§ **DATASET**
----

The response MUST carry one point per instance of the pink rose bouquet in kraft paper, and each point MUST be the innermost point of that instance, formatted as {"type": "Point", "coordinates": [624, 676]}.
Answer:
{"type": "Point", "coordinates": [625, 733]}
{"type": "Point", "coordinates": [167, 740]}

----

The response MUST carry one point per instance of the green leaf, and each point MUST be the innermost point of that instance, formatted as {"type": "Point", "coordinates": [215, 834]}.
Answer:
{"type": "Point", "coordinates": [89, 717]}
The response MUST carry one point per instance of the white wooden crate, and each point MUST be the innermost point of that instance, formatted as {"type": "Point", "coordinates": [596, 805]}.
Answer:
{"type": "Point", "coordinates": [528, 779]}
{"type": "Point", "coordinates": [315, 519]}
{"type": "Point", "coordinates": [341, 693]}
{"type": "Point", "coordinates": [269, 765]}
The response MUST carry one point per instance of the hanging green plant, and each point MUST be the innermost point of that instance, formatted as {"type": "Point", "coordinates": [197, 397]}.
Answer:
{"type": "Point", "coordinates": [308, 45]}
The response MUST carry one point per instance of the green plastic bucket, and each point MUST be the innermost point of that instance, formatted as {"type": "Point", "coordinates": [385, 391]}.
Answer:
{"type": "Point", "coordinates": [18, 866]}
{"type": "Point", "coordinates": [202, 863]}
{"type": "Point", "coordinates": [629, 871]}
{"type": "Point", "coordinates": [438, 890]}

----

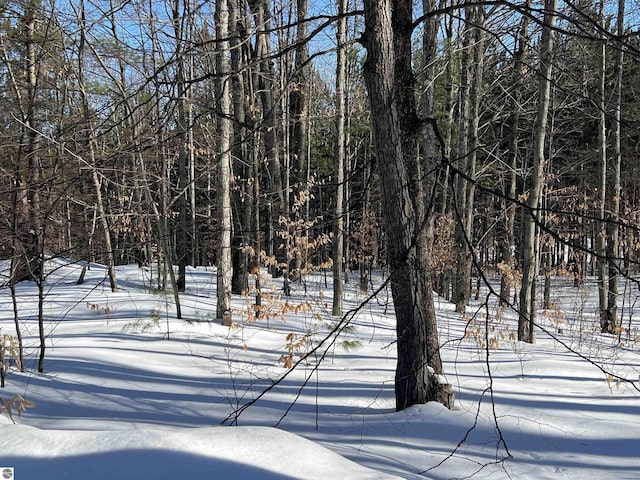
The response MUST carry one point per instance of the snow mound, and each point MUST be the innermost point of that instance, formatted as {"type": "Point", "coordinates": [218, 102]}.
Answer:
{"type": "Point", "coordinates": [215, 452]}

----

§ **STATED TASK**
Please locate every line in the records that contains the word "green" and copy each one out in full. Case counts, so match only that exact capitalization.

§ **SOLUTION TO THE PROBLEM**
The response MUST carry one point per instance of the green leaf, and each point MUST be the innermost point of that instance, formatted as {"type": "Point", "coordinates": [215, 834]}.
The response MUST carry one point per instance of the hanging green plant, and each point MUST be the innermost point of that instance, formatted as {"type": "Point", "coordinates": [197, 397]}.
The response MUST carry one point per instance of the green plastic bucket, and each point MUST be the innermost point of that instance, formatted as {"type": "Point", "coordinates": [385, 391]}.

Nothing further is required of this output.